━━━━━ Extract ━━━━━

04/01/2005 - Schiavo Case

No matter what your views and thoughts may be on the Terry Schiavo matter in Florida, it does bring to the forefront the issues of quality of life and the right to die.

The dispute between her husband, Michael Schiavo and her divorced parents, Bob Shindler and Mary Shindler, is what sort of end of life decision Terry Schiavo wanted prior to an illness which rendered her incapacitated; would she have wanted her life maintained, or would she have wanted life-sustaining treatment halted?.

A Florida State court after a hearing has ruled that she would have wanted life-sustaining treatment halted, and that decision has held fast after numerous appeals brought by the Shindlers.

The Schiavo case regrettably has made very public what ought normally to be a very private matter, and which normally could be very easily resolved with a living will.

Also called an advanced directive, or directive to physicians in many states, a living will specifically delineates what kind of care you want in the event you become seriously ill and unable make your own health care decisions.

According to a study conducted by FindLaw (www.findlaw.com), only 36 percent of Americans have a living will, which in the event of terminal illness or permanent unconsciousness permits doctors to withhold or withdraw life support systems.

In the absence of a living will, medical care decisions are generally rendered by a spouse, guardian, health care agent or a majority of parents and children. However, if family members and doctors cannot or will not decide, these matters may be more publicly decided in courts, as the Terry Schiavo case unfortunately is an extreme example.

A living will becomes effective only when a patient is permanently unconscious or terminally ill and unable to communicate and spells out whether or not you want life-support technology used to prolong your dying.

━━━━━ Data excerpts ━━━━━

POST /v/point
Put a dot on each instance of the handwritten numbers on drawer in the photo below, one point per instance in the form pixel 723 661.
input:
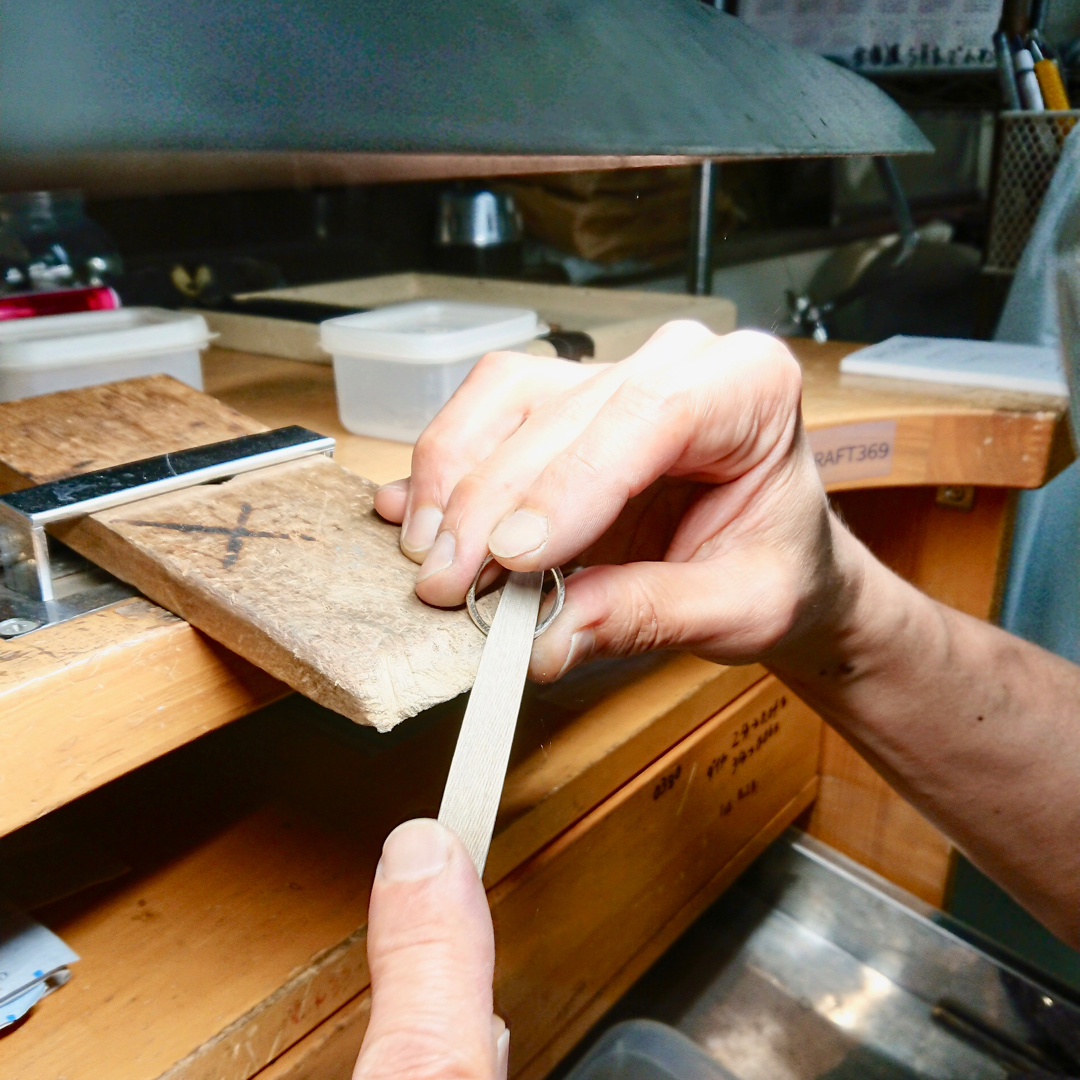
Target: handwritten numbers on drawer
pixel 666 782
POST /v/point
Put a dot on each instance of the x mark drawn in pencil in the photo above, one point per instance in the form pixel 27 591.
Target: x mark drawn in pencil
pixel 237 535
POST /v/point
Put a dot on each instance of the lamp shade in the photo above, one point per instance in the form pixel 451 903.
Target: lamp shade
pixel 619 78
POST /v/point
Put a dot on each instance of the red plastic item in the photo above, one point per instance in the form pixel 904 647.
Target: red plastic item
pixel 61 301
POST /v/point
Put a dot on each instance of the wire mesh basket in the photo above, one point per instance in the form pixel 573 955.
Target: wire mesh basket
pixel 1029 148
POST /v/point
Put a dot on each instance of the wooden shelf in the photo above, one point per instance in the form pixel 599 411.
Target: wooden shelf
pixel 241 928
pixel 86 701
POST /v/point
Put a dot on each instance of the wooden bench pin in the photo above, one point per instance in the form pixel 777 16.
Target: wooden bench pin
pixel 259 539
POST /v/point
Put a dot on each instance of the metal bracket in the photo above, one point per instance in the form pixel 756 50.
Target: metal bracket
pixel 31 593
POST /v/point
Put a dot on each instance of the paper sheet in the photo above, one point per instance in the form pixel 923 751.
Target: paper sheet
pixel 32 963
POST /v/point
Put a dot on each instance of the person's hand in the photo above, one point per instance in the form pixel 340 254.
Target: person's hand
pixel 680 477
pixel 431 954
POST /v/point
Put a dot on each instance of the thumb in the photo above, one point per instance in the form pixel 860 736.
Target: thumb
pixel 731 610
pixel 431 953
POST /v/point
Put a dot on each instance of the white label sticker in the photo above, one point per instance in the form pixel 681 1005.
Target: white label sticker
pixel 853 450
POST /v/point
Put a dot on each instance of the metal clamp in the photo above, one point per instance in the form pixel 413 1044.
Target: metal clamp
pixel 24 547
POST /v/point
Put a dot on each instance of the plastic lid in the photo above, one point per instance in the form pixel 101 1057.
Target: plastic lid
pixel 86 337
pixel 428 332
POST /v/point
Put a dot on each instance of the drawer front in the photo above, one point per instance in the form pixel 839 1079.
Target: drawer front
pixel 578 922
pixel 570 919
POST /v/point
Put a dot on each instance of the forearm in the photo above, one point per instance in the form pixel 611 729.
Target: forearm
pixel 979 729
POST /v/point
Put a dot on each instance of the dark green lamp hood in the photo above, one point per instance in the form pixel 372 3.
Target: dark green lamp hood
pixel 620 79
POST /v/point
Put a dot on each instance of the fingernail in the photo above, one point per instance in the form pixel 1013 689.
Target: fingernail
pixel 581 645
pixel 502 1053
pixel 440 556
pixel 414 851
pixel 421 529
pixel 522 531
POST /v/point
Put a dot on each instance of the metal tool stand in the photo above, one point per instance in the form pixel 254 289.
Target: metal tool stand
pixel 45 583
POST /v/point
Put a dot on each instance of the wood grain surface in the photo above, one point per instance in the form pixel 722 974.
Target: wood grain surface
pixel 80 431
pixel 292 568
pixel 289 567
pixel 618 889
pixel 84 702
pixel 211 961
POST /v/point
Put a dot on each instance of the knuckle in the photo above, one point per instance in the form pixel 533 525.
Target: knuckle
pixel 642 630
pixel 644 400
pixel 415 1054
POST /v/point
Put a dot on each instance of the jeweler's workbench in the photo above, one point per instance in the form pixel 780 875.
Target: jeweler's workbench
pixel 235 947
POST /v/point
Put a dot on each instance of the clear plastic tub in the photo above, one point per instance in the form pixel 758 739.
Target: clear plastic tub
pixel 64 352
pixel 647 1050
pixel 395 367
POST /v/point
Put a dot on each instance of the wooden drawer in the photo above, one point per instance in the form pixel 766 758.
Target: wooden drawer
pixel 241 928
pixel 581 920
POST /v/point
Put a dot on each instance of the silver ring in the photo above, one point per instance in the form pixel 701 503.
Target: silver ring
pixel 483 625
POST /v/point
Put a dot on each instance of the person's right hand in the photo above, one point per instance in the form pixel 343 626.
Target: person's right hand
pixel 680 477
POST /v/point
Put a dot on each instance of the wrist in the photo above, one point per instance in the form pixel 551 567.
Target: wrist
pixel 862 612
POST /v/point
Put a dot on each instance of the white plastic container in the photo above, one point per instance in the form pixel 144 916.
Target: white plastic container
pixel 395 367
pixel 63 352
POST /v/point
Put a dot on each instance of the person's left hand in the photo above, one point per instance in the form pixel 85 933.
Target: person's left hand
pixel 431 952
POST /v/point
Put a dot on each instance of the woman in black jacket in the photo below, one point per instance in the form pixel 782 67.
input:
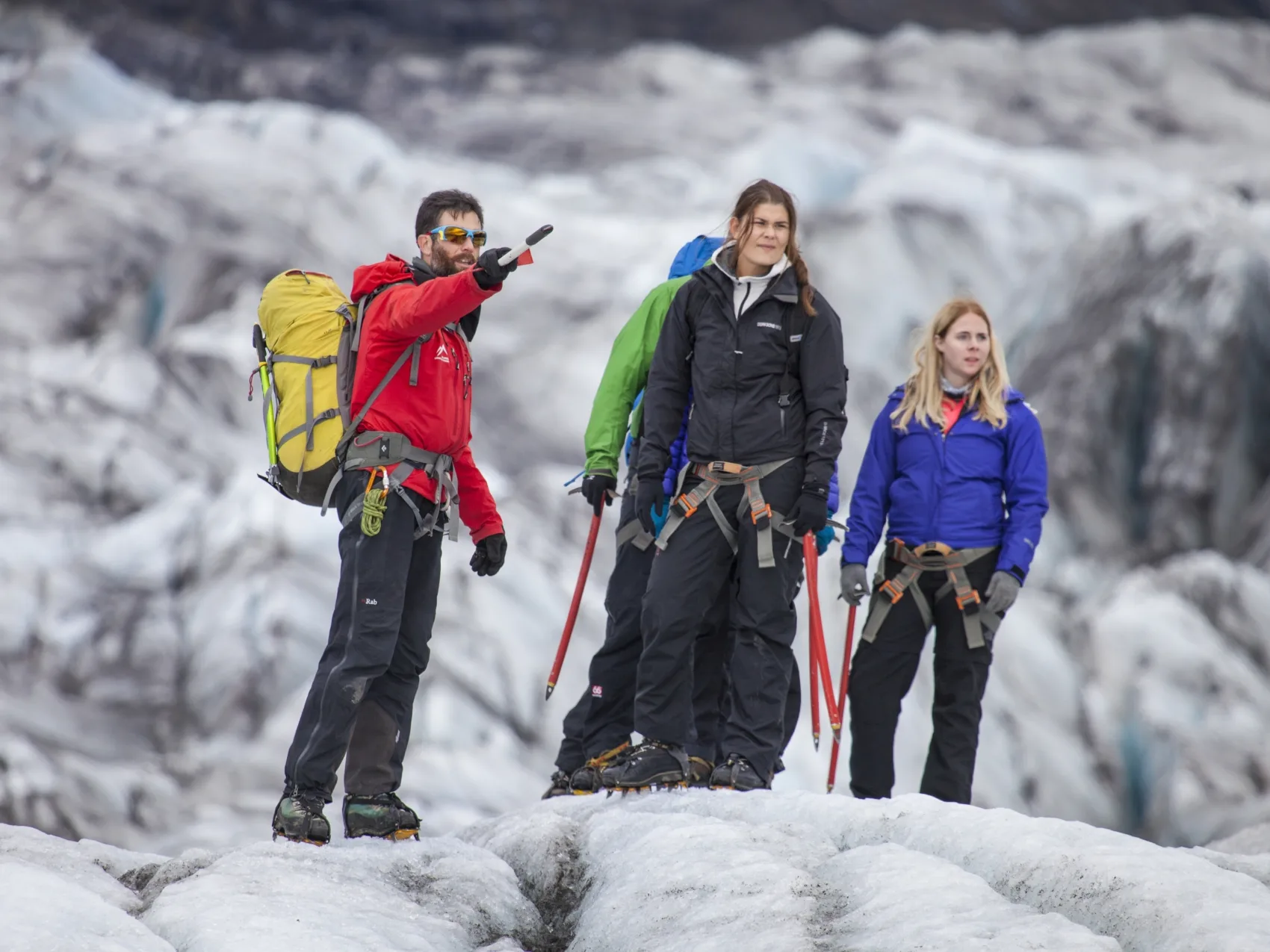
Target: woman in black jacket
pixel 761 353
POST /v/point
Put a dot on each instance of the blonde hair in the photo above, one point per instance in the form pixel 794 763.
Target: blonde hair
pixel 923 391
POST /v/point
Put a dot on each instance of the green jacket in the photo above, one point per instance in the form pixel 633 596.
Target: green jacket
pixel 625 376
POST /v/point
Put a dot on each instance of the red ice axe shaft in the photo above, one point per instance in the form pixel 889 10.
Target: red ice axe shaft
pixel 842 694
pixel 812 561
pixel 816 685
pixel 577 602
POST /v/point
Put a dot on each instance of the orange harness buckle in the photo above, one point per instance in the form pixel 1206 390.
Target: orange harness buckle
pixel 892 591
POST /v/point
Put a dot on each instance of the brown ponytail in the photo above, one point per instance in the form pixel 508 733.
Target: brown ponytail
pixel 765 192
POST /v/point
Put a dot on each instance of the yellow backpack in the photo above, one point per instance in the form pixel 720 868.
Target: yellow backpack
pixel 306 355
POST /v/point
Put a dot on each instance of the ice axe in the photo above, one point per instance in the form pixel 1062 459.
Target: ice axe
pixel 842 694
pixel 577 596
pixel 816 627
pixel 521 249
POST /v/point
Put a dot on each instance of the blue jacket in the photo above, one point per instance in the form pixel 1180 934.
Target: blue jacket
pixel 976 488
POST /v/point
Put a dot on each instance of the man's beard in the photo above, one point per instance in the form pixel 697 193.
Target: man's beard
pixel 444 264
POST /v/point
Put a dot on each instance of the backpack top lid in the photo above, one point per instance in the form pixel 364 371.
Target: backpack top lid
pixel 694 255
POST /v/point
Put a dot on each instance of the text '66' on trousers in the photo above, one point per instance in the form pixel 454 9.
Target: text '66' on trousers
pixel 377 650
pixel 686 580
pixel 883 672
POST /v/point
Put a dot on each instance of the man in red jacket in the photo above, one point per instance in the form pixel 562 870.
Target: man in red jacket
pixel 413 441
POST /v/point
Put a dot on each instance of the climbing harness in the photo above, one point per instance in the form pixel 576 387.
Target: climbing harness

━━━━━

Required tasks =>
[1] In the Schiavo case piece, could you rewrite the part starting with "04/01/2005 - Schiavo" and going on through "right to die.", changing "Terry Schiavo" to "Mrs. Schiavo"?
[2] Could you go on with the Schiavo case piece from the point where it stops?
Nothing in the listing is needed here.

Set of answers =>
[1]
04/01/2005 - Schiavo Case

No matter what your views and thoughts may be on the Mrs. Schiavo matter in Florida, it does bring to the forefront the issues of quality of life and the right to die.

[2]
Additionally, a Durable Power of Attorney for Health Care is another recommended legal document which authorizes another person, such as a spouse or parent, to make health care decisions for you if you lose the capacity to make informed health care decisions for yourself.

The concept behind these documents comes from at least two situations. One is where families or the public through medicare or medicaid must pay what can be exorbitant medical costs for sustaining the life of someone who is incurably ill for sometimes many years. Another is a quality of life issue. Many who enter into living wills simply cannot abide being kept uselessly alive in a state for an interminable period which to them is basically meaningless.

A living will may not be valid in another state and may be invalidated or contested if there are errors or problems conforming to state law.

Although the most utilized excuse is "we're too busy", most of us do not get around to living wills and other estate matters simply because we do not wish to confront our mortality. As the Schiavo matter demonstrates, procrastination may complicate more lives than our own.